(REQUIREMENT)
Output the lines that follow exactly as they are.

Data extracted from a collection:
--- Begin ---
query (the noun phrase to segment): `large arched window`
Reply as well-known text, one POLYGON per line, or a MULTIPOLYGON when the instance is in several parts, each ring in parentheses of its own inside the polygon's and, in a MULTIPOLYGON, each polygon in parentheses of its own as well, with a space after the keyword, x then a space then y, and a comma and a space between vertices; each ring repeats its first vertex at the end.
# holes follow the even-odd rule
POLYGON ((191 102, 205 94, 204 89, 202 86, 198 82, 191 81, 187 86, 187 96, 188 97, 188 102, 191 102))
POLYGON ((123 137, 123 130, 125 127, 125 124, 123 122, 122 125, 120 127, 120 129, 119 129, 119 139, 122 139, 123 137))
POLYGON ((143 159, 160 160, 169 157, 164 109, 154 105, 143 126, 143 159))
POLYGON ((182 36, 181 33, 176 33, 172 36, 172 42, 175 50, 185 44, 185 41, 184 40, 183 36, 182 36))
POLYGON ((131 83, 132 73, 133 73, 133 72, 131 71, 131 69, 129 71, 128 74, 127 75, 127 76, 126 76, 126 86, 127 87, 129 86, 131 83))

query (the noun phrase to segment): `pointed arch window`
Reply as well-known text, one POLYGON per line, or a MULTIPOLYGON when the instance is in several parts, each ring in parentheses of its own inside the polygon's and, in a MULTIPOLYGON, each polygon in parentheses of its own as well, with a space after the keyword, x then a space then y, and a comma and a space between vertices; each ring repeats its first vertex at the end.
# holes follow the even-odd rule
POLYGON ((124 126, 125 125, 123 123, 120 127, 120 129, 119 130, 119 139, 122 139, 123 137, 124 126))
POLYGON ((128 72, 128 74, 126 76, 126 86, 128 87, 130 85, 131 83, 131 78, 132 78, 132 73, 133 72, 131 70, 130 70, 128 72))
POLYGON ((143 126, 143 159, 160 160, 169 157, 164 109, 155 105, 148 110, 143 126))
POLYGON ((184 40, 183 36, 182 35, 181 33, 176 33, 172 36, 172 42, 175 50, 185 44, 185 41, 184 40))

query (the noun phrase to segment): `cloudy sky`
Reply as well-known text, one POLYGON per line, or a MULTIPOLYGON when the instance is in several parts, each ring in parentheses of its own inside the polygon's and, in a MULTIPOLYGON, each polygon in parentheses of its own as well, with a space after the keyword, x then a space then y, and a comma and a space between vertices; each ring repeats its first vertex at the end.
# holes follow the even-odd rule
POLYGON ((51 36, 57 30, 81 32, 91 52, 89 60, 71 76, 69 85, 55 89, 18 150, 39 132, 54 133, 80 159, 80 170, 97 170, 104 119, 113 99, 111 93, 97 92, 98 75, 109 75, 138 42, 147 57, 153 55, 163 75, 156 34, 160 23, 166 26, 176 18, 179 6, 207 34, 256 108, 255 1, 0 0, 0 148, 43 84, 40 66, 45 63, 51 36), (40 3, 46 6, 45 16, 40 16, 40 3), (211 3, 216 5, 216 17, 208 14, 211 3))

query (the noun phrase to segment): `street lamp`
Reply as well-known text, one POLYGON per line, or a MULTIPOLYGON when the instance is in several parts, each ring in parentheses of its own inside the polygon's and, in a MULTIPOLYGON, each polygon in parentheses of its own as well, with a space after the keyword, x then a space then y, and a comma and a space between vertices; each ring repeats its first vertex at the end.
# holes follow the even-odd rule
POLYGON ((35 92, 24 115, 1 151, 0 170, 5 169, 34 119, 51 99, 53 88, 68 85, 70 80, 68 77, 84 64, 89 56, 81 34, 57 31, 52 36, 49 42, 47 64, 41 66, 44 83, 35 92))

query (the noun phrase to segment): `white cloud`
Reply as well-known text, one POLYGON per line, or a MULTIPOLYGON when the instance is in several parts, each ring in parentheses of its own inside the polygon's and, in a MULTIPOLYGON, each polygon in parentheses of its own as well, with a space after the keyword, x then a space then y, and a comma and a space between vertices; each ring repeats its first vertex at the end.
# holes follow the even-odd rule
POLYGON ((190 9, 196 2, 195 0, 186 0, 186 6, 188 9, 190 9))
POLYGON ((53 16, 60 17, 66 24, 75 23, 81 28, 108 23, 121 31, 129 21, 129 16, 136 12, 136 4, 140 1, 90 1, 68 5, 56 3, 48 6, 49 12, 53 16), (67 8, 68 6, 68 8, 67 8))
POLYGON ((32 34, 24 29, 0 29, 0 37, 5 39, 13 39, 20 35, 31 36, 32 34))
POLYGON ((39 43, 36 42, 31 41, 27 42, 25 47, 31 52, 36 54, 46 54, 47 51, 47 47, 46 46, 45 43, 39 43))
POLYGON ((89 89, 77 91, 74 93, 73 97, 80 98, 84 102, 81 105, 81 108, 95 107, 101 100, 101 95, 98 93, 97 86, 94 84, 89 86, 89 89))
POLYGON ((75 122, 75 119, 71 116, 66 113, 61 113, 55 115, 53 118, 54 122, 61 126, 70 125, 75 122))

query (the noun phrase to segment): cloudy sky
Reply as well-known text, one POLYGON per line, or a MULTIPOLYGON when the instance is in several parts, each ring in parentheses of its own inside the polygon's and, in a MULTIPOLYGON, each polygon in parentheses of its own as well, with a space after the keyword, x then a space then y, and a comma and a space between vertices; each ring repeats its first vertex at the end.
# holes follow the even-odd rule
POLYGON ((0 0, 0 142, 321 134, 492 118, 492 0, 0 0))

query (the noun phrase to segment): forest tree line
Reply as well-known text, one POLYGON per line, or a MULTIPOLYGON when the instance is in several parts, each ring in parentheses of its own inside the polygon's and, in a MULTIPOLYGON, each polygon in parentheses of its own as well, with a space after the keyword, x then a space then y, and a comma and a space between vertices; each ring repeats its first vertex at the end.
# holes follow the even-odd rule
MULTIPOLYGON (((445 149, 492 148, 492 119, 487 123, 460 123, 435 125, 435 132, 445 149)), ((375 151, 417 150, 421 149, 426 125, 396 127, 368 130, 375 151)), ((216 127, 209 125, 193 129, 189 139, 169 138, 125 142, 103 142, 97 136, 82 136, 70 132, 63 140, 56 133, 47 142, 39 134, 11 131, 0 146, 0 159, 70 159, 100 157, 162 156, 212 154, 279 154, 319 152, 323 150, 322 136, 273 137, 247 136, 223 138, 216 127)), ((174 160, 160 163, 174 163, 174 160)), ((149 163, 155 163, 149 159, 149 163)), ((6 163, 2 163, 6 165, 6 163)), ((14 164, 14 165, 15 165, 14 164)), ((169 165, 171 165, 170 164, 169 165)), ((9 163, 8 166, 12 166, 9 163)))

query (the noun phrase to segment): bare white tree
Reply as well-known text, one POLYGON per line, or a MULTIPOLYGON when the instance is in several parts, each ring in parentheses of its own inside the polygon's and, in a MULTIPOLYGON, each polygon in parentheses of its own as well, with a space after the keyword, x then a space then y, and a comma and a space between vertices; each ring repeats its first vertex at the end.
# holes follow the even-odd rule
--- End ---
(THE COMPLETED TASK)
query (the noun phrase to segment): `large arched window`
Reply as well-known text, one POLYGON per line, or a MULTIPOLYGON when the instance is in several parts, each ring in parentheses of its own inside the polygon's and, in a MULTIPOLYGON, each polygon in parentheses of its own as well, with a space after the keyword, x then a space then y, and a comma and a space between vertices; each ring repeats its first vertex at the end.
# holes follow the even-odd rule
POLYGON ((191 102, 205 94, 204 89, 202 86, 198 82, 191 81, 187 86, 187 96, 188 97, 188 102, 191 102))
POLYGON ((123 137, 123 130, 125 127, 125 124, 123 122, 122 125, 120 127, 120 129, 119 129, 119 139, 122 139, 123 137))
POLYGON ((143 159, 160 160, 169 157, 164 109, 154 105, 143 126, 143 159))
POLYGON ((182 36, 181 33, 176 33, 172 36, 172 42, 175 50, 185 44, 185 41, 184 40, 183 36, 182 36))
POLYGON ((131 83, 132 73, 133 73, 133 72, 131 71, 131 69, 129 71, 128 74, 127 75, 127 76, 126 76, 126 86, 127 87, 129 86, 131 83))

query (the noun phrase to segment): `pointed arch window`
Reply as well-known text, one POLYGON per line, or a MULTIPOLYGON when the instance is in several parts, each ring in parentheses of its own inside the polygon's and, in a MULTIPOLYGON, each polygon in parentheses of its own as well, with a space after the keyword, x then a space then y, and a comma and a space between vertices; each ring repeats its first vertex at the end.
# holes follow the even-odd rule
POLYGON ((124 126, 125 125, 123 123, 120 127, 120 129, 119 130, 119 139, 122 139, 123 137, 124 126))
POLYGON ((128 72, 128 74, 126 76, 126 86, 128 87, 130 85, 131 83, 131 78, 132 78, 132 73, 133 72, 131 70, 130 70, 128 72))
POLYGON ((143 126, 143 159, 160 160, 169 157, 164 109, 155 105, 148 110, 143 126))
POLYGON ((184 40, 183 36, 182 35, 181 33, 176 33, 172 36, 172 42, 175 50, 185 44, 185 41, 184 40))

query (the noun phrase to segment): `cloudy sky`
Reply as well-known text, one POLYGON per line, or a MULTIPOLYGON when the instance is in several parts, each ring in parentheses of its own inside the polygon's and, in a MULTIPOLYGON, each polygon in parentheses of its own as well, with a space after the keyword, x then a space then y, and a comma and a space between vertices; each ring repeats its first vertex at the end.
# holes follow the even-odd rule
POLYGON ((51 36, 57 30, 81 32, 91 52, 89 60, 71 76, 69 85, 55 89, 18 150, 39 132, 54 133, 80 159, 80 170, 97 170, 104 119, 113 99, 111 93, 97 92, 98 75, 109 75, 138 42, 147 57, 153 55, 163 75, 156 34, 160 23, 166 26, 176 18, 179 6, 207 34, 256 108, 255 1, 0 0, 0 148, 43 84, 40 66, 45 63, 51 36), (40 3, 46 6, 45 16, 40 16, 40 3), (211 3, 216 5, 216 17, 208 14, 211 3))

query (the noun phrase to segment): `street lamp`
Reply as well-known text, one POLYGON per line, or a MULTIPOLYGON when the instance is in several parts, each ring in parentheses of its own inside the polygon's and, in a MULTIPOLYGON, each polygon in parentheses of its own as well, with a space after the keyword, x then a space then y, and a comma and a space between vertices; each ring repeats its first vertex at the end.
# holes follow the even-odd rule
POLYGON ((35 92, 24 115, 1 151, 0 170, 5 169, 34 119, 51 99, 53 88, 68 85, 70 80, 68 77, 84 64, 89 56, 81 34, 57 31, 52 36, 49 42, 47 64, 41 66, 44 83, 35 92))

query (the noun phrase to segment): `white cloud`
Reply as well-known text, one POLYGON per line, or a MULTIPOLYGON when the instance is in several parts, each ring in parentheses of its own inside the polygon's and, in a MULTIPOLYGON, each polygon in parentheses of its own as well, with a space after the keyword, x then a space then y, and a comma and a space between vertices; each ring repeats its first vertex at the end.
# holes follow the even-odd rule
POLYGON ((190 9, 196 2, 195 0, 186 0, 186 6, 188 9, 190 9))
POLYGON ((53 16, 60 17, 66 24, 75 23, 81 28, 108 23, 121 31, 129 21, 129 16, 136 12, 136 4, 140 1, 90 1, 68 5, 56 3, 48 6, 49 12, 53 16), (67 8, 68 6, 68 8, 67 8))
POLYGON ((32 34, 24 29, 0 29, 0 37, 5 39, 13 39, 20 35, 31 36, 32 34))
POLYGON ((39 43, 36 42, 31 41, 27 42, 25 47, 31 52, 36 54, 46 54, 47 51, 47 47, 46 46, 45 43, 39 43))
POLYGON ((89 89, 77 91, 74 93, 73 97, 80 98, 84 102, 81 105, 81 108, 95 107, 101 100, 101 95, 98 93, 97 86, 94 84, 89 86, 89 89))
POLYGON ((75 122, 75 119, 71 116, 66 113, 61 113, 55 115, 53 118, 54 122, 61 126, 70 125, 75 122))

query (the noun phrase to segment): cloudy sky
Reply as well-known text, one POLYGON per line, or a MULTIPOLYGON when the instance is in several parts, each ring in parentheses of its own inside the polygon's and, in a MULTIPOLYGON, each polygon in parentheses of its own as well, with a space after the keyword, x then a space then y, and a comma and a space between vertices; each ring repeats its first vertex at the end.
# holes follow the even-odd rule
POLYGON ((0 0, 0 142, 321 134, 492 118, 492 0, 0 0))

query (the noun phrase to segment): forest tree line
Reply as well-known text, one POLYGON per line, or a MULTIPOLYGON when the instance is in several parts, each ring in parentheses of its own inside the polygon's and, in a MULTIPOLYGON, each polygon in parentheses of its own as well, with a space after the keyword, x then a space then y, and a comma and a space between vertices; each ring repeats its first vertex at the end.
# holes follow the even-odd rule
MULTIPOLYGON (((445 149, 492 148, 492 119, 487 123, 460 123, 435 125, 435 132, 445 149)), ((375 151, 417 150, 421 149, 426 125, 396 127, 368 130, 375 151)), ((216 127, 209 125, 193 129, 189 139, 169 138, 125 142, 103 142, 97 136, 82 136, 70 132, 63 140, 56 133, 47 142, 39 134, 11 131, 0 146, 0 159, 70 159, 100 157, 162 156, 212 154, 279 154, 319 152, 323 150, 322 136, 273 137, 247 136, 223 138, 216 127)), ((174 160, 160 163, 174 163, 174 160)), ((149 163, 155 163, 149 159, 149 163)), ((6 163, 2 163, 6 165, 6 163)), ((14 164, 14 165, 15 165, 14 164)), ((169 165, 171 165, 170 164, 169 165)), ((9 163, 8 166, 12 166, 9 163)))

query (the noun phrase to segment): bare white tree
Reply as well-known text, one POLYGON per line, or a MULTIPOLYGON when the instance is in several parts, each ring in parentheses of its own inside the polygon's and, in a MULTIPOLYGON, each polygon in parentheses of its own as well, with a space after the keyword, x then a space then y, and a comma and a space between vertices; each ring repeats its first vertex at the end.
# holes follow the even-odd rule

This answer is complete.